● What the exercise asks: Repeat the data word for word. Do not include the pictures.

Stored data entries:
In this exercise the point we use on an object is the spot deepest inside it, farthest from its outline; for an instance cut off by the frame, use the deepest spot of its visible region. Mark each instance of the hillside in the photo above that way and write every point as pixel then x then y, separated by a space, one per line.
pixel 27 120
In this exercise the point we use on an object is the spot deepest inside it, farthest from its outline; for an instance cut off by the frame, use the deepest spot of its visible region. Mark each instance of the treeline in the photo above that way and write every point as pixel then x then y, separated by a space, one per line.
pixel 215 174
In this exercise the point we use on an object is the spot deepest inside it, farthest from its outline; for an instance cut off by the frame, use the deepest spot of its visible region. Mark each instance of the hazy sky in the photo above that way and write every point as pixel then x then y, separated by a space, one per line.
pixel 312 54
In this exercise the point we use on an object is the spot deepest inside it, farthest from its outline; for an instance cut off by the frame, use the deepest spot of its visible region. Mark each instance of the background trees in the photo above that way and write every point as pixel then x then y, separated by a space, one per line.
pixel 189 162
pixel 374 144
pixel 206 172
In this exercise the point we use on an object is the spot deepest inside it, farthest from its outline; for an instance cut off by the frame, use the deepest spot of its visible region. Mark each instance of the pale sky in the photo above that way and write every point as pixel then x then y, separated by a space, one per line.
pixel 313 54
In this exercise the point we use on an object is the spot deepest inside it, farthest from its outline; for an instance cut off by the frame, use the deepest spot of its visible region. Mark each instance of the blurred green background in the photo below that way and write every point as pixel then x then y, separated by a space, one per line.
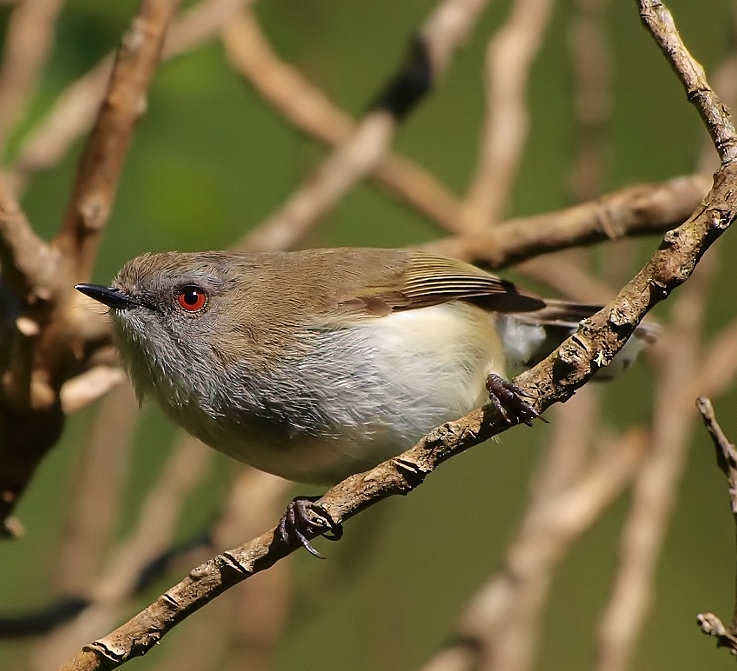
pixel 210 159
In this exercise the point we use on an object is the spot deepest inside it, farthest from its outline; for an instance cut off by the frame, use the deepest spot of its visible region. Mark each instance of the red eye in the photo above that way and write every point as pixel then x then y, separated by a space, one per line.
pixel 191 299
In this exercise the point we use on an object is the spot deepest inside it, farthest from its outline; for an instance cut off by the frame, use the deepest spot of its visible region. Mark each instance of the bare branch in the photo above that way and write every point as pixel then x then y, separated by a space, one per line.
pixel 659 21
pixel 309 109
pixel 509 57
pixel 99 167
pixel 726 455
pixel 27 44
pixel 357 157
pixel 634 210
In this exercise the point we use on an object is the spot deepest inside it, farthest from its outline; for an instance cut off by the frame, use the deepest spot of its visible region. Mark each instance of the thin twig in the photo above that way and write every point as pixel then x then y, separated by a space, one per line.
pixel 726 455
pixel 28 42
pixel 554 379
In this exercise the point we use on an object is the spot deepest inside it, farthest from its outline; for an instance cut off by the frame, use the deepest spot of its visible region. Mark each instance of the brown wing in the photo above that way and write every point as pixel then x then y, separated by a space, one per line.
pixel 432 280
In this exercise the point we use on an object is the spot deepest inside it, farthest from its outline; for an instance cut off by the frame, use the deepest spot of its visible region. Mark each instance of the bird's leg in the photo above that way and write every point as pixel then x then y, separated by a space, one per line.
pixel 304 516
pixel 508 400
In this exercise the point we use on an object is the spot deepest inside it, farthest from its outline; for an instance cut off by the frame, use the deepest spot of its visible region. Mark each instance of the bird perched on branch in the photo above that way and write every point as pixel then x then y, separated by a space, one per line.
pixel 317 364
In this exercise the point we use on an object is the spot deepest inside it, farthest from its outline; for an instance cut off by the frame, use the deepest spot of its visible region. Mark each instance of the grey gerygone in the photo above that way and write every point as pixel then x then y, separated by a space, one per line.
pixel 317 364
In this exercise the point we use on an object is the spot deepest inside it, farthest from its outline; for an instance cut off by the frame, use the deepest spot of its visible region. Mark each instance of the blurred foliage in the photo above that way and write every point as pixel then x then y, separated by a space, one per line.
pixel 210 159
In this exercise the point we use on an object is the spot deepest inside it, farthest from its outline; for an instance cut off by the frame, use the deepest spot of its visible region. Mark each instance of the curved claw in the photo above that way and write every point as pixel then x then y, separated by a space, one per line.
pixel 507 399
pixel 304 516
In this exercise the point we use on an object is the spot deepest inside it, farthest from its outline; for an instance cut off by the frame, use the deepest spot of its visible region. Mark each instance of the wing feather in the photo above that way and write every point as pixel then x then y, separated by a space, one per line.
pixel 432 280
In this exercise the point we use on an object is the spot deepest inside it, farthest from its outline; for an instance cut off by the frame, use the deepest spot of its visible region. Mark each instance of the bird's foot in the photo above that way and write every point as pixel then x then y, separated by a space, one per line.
pixel 507 399
pixel 304 516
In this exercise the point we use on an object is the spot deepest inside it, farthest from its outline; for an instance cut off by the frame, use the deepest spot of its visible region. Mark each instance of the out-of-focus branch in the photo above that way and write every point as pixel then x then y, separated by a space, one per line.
pixel 27 44
pixel 97 497
pixel 45 347
pixel 74 111
pixel 726 455
pixel 308 108
pixel 555 379
pixel 110 593
pixel 636 210
pixel 509 57
pixel 590 53
pixel 99 167
pixel 498 631
pixel 358 157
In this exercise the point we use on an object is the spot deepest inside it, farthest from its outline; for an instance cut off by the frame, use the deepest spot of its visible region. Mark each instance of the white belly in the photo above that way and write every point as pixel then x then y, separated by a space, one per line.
pixel 384 383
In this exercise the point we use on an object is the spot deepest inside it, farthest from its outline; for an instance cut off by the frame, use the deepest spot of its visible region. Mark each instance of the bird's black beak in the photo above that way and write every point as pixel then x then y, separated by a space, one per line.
pixel 110 296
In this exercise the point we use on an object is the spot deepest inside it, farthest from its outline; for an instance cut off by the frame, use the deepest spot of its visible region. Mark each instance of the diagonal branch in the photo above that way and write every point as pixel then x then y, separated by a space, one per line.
pixel 553 380
pixel 726 454
pixel 102 160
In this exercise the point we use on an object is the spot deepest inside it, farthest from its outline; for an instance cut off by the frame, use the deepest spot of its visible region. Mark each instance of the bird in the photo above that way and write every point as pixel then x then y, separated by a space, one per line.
pixel 320 363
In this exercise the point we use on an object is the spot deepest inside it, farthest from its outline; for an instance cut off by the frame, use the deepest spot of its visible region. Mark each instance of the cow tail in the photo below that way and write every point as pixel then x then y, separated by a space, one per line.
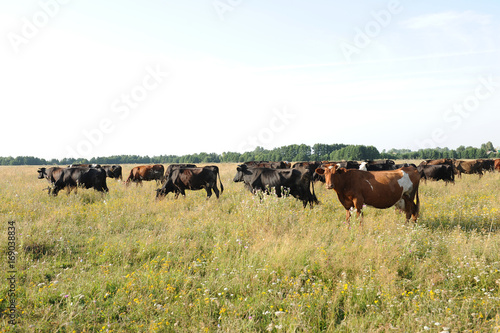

● Answer to the problem:
In this exercise the point we use on an object is the spot deepest inside it, farthest from its outline; for an instance cut off by the frame, use the deepest spot of its visible region. Mark each instance of the hillside in the photo above that way and write every point as pixel then x then y, separated by a space, one per line.
pixel 27 120
In this exercise the point we use on an object is the spot deepest inside it, farthest from its outline; for an instance cut off by the frame, use the deepest spot of its visible region. Mark each instance of the treeline in the photo above that way and write every point as pixel then x then y, separated by a space, one per line.
pixel 215 174
In this exercise the point we use on an object is the spot deepest inside it, farthest from its outline; for an instance cut off by the frame, use the deepest spot of its visible region. Mark each instance of the hazy sky in the photo above that way and write every point as pixel then x then y, separated by a space, one per line.
pixel 312 54
In this exercise the point we use on an object is the spot deepest inside it, farthest from its outline; for an instance cut off by the frame, use the deepest spot of its visible region. Mark each instance of the background trees in the photo above that way and write every point as pixel then x then y, separated by a space, one per line.
pixel 189 162
pixel 374 144
pixel 206 172
In this exercise the point we use on an object is the spot deepest inside it, farthest from its outline; for an instance cut off by the frame, use the deepest spot of its visible region. Mark each instance of the pale sky in the photo above that way and write every point as pixel then x then y, separated by a space, one per line.
pixel 313 54
In this exercise the point we use on an object is the spot deepest inside it, farthest from its outline; for an instance cut off by the frame, use the deepest spot of its visible region. Mark each instance of the blurred green background in the photo below that way and write every point as pixel then x then y, separated by a space, one per line.
pixel 210 159
In this exercise the point we use on an object is the spot deepest inside it, farthest from its outline; for an instance cut off by the frame, use the deepest spot of its visible region. Mark each instance of the red eye in the photo above that way and write every point as pixel then x then y, separated by a space, one per line.
pixel 191 299
In this exercise the point we use on an object is the spot deepest inside it, farthest from its outline; for an instance cut off by the frame, use the deepest spot of its visible region. Mark each instance of the bare branch in the photo above that way and write every point as pixel then x then y, separated by a space, one per line.
pixel 659 21
pixel 309 109
pixel 509 57
pixel 99 167
pixel 726 455
pixel 27 44
pixel 357 157
pixel 634 210
In this exercise the point we use on an object is the spot deepest inside it, farthest from its outline; for an instance cut off by the frame, use the deepest spot of its visible region. Mark each instance of the thin twig in the photo above that way and write every point as pixel then x then y, separated by a space, one per line.
pixel 726 455
pixel 28 42
pixel 554 379
In this exercise the point we use on an object is the spot deepest inside it, farthest from its outline; for an instance cut off by the frame, use the deepest spot of its visible region. Mark each instance of the brown wing in the photo above that way and write every point as pixel then x then y, separated by a space, one per line.
pixel 432 280
In this exercise the point we use on an object is the spot deepest inside it, farthest from its outline; for an instance cut off by the frame, use the deepest spot of its visible region. Mark each instance of the bird's leg in the photo above that way and write every point as pixel then x then y, separated by a space, one per line.
pixel 304 516
pixel 508 400
In this exercise the point we use on an object is the spot deepest inside it, farthest from its outline; for an instance cut off by the frame, use the deepest spot of its visible region. Mark each instance of the bird perched on branch in the photo above that way and write every point as pixel then x then y, separated by a space, one per line.
pixel 317 364
In this exercise the point we use on an object is the spot deepest inside it, farthest from its outline; for an instance cut off by the frame, use the deepest spot of its visible region. Mark each instance of the grey gerygone in the photo above that way and write every point as pixel then x then y, separated by a space, one per line.
pixel 317 364
In this exercise the point we use on an object is the spot deepest inside it, farthest from its outline; for an instance cut off by the frame, use the deepest spot of its visible region. Mark each instance of the blurred foliage in the photo above that way and write every point as pixel then x then y, separated by a space, one per line.
pixel 210 159
In this exercise the point we use on an object is the spot deepest inside it, farthest from its outline; for an instance cut off by the frame, use the deepest spot of its visible region. Mark each instance of the curved claw in the photo above that way and write every point as pixel then x then y, separated by a space, one per line.
pixel 507 399
pixel 304 516
In this exercise the point we use on an object is the spot deepest inside it, farthest from its outline; for an instance cut off by the frame, use the deepest spot of its visible region. Mark each instance of the wing feather in the photo above that way and write every point as pixel then x then y, separated by a space, one per line.
pixel 432 280
In this exercise the point we use on an object is the spot deepest inside it, farthest from its outline; for an instance cut off by the frame, use the deepest spot of its visible region. Mark each instance of the bird's foot in the photo above that way and write every point as pixel then x then y, separated by a space, one per line.
pixel 507 399
pixel 304 516
In this exercise the point we use on an object is the spot deepest inside it, farthest from its outline; for an instance cut off by the frame, use the deepest spot of its visible region. Mark each instance of the out-of-focus branch in the photo above that way and write every point as pixel then x then y, separated by a space, one per line.
pixel 27 44
pixel 97 497
pixel 45 347
pixel 74 111
pixel 726 455
pixel 308 108
pixel 555 379
pixel 110 593
pixel 636 210
pixel 509 57
pixel 590 53
pixel 99 167
pixel 498 631
pixel 358 157
In this exercise the point we use on an object is the spot deepest inside it, farthest from its outline; for an instance cut off by the frame, use the deepest spot of its visible region. Mark each instance of the white belly in the photo above that way and write every point as pixel then x then y, separated by a space, one per line.
pixel 384 383
In this exercise the point we use on an object is the spot deepest inside it, farthest from its outline; for an instance cut off by the frame, use the deepest spot of its visible region. Mark each instance of the bird's black beak in the photo above that way and write every point as pixel then x then y, separated by a space, one per line.
pixel 110 296
In this exercise the point we use on an object is the spot deepest inside it, farthest from its outline; for an instance cut off by the frame, use the deepest spot of its visible region. Mark each instance of the diagonal branch in the photo above that way and write every point as pixel then x then y, separated by a space, one per line.
pixel 553 380
pixel 726 454
pixel 102 160
In this exercise the point we use on an object is the spot deepest inside it, farthest from its outline; for an instance cut off by the frame, use the deepest spot of its visible region. Mark each instance of the bird in the photo above that way and write every point as pixel then x then y, separated by a space, one per line.
pixel 320 363
In this exercise the point we use on an object is the spot deepest inside it, farthest from its outline; for an instance cut off by the frame, use the deepest spot of its visible region. Mark each instance of the cow tail in the photo below that way and write every point as pixel then x then y, separated by a space, one per line.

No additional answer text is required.